> _Exercise details_
Reproduce the rows below without any change, starting at the very first row and ending with the row that contains "Return the mask of every instance of the calm", with both of those rows included.

> _Data for processing_
════

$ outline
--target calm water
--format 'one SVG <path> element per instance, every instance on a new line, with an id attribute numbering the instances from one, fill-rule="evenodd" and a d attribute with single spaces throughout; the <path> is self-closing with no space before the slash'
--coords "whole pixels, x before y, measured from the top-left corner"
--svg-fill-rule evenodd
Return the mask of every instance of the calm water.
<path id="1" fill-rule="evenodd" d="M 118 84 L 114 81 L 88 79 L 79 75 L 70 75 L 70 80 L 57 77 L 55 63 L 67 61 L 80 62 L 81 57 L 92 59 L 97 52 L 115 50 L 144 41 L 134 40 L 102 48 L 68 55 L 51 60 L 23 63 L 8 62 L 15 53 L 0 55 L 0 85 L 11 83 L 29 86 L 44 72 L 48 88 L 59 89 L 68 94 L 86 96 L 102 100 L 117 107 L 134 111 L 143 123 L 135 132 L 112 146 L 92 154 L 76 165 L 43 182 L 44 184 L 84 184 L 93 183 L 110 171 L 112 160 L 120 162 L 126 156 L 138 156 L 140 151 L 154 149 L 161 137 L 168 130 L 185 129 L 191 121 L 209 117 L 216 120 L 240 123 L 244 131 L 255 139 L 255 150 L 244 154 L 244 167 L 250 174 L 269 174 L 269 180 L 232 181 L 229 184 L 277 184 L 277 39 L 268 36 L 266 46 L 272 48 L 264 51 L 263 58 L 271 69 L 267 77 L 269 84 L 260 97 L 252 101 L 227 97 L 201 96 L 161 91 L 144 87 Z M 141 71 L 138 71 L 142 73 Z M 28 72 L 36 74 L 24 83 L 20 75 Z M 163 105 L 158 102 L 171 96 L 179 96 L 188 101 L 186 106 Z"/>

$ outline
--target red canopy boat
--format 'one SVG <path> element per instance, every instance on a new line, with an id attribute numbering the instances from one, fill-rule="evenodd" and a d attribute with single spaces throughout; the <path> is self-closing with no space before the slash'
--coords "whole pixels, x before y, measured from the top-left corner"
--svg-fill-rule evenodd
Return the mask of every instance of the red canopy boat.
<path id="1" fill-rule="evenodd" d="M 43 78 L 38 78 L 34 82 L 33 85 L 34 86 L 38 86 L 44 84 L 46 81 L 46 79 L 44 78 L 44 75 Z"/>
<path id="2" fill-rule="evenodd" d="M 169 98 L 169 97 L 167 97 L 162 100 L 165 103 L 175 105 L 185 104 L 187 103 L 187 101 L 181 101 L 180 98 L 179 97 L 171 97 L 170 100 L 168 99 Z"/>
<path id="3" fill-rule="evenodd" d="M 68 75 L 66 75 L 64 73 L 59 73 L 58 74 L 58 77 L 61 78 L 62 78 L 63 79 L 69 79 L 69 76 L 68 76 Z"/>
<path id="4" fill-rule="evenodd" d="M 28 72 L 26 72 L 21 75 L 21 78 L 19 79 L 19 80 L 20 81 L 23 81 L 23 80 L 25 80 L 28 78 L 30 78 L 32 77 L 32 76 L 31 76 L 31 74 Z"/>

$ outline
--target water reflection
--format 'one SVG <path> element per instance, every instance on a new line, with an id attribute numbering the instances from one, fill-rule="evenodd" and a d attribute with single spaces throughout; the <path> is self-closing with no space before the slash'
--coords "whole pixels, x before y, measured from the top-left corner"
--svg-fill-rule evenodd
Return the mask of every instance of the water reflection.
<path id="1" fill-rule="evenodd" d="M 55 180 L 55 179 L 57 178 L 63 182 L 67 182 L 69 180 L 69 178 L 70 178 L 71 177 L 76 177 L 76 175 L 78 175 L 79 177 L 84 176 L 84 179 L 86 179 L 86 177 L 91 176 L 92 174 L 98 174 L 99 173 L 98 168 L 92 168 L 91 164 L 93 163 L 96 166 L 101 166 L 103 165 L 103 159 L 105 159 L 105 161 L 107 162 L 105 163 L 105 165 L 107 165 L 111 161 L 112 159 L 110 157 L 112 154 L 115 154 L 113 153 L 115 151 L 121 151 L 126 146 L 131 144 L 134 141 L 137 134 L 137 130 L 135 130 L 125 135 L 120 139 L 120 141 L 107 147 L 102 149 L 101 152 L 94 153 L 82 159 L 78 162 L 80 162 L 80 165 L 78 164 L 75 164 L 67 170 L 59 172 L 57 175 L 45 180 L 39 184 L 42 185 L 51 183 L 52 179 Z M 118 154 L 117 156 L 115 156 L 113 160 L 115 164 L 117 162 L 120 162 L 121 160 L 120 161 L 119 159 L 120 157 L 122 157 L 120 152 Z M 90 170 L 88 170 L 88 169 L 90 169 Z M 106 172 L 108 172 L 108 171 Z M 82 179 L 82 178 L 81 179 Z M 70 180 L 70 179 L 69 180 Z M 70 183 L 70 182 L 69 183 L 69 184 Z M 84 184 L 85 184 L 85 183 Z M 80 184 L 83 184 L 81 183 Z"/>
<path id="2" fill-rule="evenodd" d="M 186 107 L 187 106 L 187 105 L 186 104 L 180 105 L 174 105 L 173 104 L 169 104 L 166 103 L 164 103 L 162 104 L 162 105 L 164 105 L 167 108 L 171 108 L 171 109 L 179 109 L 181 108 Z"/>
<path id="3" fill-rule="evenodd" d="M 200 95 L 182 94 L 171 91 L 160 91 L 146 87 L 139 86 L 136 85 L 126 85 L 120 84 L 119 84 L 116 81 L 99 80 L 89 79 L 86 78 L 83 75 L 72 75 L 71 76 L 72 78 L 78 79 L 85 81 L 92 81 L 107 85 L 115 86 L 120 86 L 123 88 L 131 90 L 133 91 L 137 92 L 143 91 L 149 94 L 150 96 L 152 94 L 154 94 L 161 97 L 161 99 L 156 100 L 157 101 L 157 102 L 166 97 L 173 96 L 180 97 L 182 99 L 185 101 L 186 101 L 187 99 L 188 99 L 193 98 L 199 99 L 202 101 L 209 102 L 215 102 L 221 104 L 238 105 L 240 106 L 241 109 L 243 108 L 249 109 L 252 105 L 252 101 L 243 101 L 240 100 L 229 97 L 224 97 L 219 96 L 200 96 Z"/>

════

> _Solution below_
$ outline
--target calm water
--format 'one SVG <path> element per instance, every instance on a new line, with an id attribute numbering the instances from one, fill-rule="evenodd" and a d attribute with single spaces throughout; the <path> is self-closing with no space before the slash'
--coords "whole pixels, x before y, measured from the top-left corner"
--svg-fill-rule evenodd
Return the mask of every instance of the calm water.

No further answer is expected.